Directions
1. According to the poem "Bitter Strawberries," what were the fields full of?
2. Reproduce the poem "Bitter Strawberries" word for word, starting at "Horseflies buzzed, paused" and ending at "the rutted road.".

Source

┄┄┄┄┄┄

Plath's Self-Portrait

Source

Strawberries

Source

Bitter Strawberries

All morning in the strawberry field
They talked about the Russians.
Squatted down between the rows
We listened.
We heard the head woman say,
'Bomb them off the map.'

Horseflies buzzed, paused and stung.
And the taste of strawberries
Turned thick and sour.

Mary said slowly, 'I've got a fella
Old enough to go.
If anything should happen…'

The sky was high and blue.
Two children laughed at tag
In the tall grass,
Leaping awkward and long-legged
Across the rutted road.
The fields were full of bronzed young men
Hoeing lettuce, weeding celery.

'The draft is passed,' the woman said.
'We ought to have bombed them long ago.'
'Don't,' pleaded the little girl
With blond braids.

Her blue eyes swam with vague terror.
She added petishly, 'I can't see why
You're always talking this way...'
'Oh, stop worrying, Nelda,'
Snapped the woman sharply.
She stood up, a thin commanding figure
In faded dungarees.

┄┄┄┄┄┄

Data excerpts

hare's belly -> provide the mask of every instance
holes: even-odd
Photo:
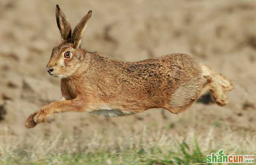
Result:
[[[134,113],[131,112],[121,110],[118,108],[104,106],[98,107],[95,110],[91,110],[88,111],[95,115],[109,117],[123,116],[134,114]]]

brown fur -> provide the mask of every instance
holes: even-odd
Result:
[[[58,6],[56,11],[57,17],[61,11]],[[233,89],[232,83],[187,55],[172,54],[130,62],[82,49],[81,39],[91,14],[89,11],[72,36],[53,50],[46,66],[51,75],[61,79],[63,97],[31,115],[26,121],[27,128],[45,122],[51,114],[67,111],[116,116],[163,108],[178,114],[208,90],[219,105],[228,103],[226,92]],[[58,26],[69,29],[64,22],[57,18]],[[69,30],[60,31],[66,36]],[[69,58],[63,55],[67,51],[71,53]]]

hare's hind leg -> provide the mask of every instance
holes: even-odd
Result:
[[[228,97],[226,92],[233,89],[232,83],[221,74],[211,71],[204,65],[202,66],[202,75],[206,79],[206,82],[201,94],[209,89],[218,105],[225,106],[228,103]]]

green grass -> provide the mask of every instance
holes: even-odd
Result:
[[[32,158],[32,153],[25,151],[17,151],[7,156],[4,164],[130,164],[184,165],[205,163],[206,155],[203,154],[198,145],[193,150],[185,142],[179,144],[176,152],[171,150],[162,150],[160,147],[142,148],[118,152],[111,150],[86,152],[81,151],[76,154],[48,154],[38,159]],[[15,152],[14,152],[15,153]]]
[[[146,128],[132,135],[95,133],[87,138],[59,134],[17,139],[6,134],[0,138],[0,165],[206,164],[207,155],[222,148],[227,154],[255,155],[255,134],[228,131],[214,136],[214,128],[186,136]]]

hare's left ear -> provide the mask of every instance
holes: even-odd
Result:
[[[79,47],[83,36],[83,31],[85,28],[86,23],[88,22],[91,16],[91,10],[90,10],[87,14],[82,18],[78,24],[73,31],[72,40],[74,43],[74,48],[76,48]]]
[[[63,41],[71,38],[71,27],[65,15],[60,9],[58,5],[56,6],[56,20],[61,35],[61,40]]]

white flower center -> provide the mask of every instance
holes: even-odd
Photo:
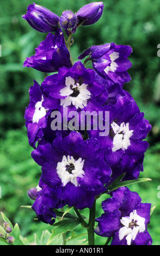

┄┄┄┄┄┄

Task-by-task solutions
1. Bronzed young men hoeing lettuce and weeding celery.

2.
Horseflies buzzed, paused and stung.
And the taste of strawberries
Turned thick and sour.

Mary said slowly, 'I've got a fella
Old enough to go.
If anything should happen…'

The sky was high and blue.
Two children laughed at tag
In the tall grass,
Leaping awkward and long-legged
Across the rutted road.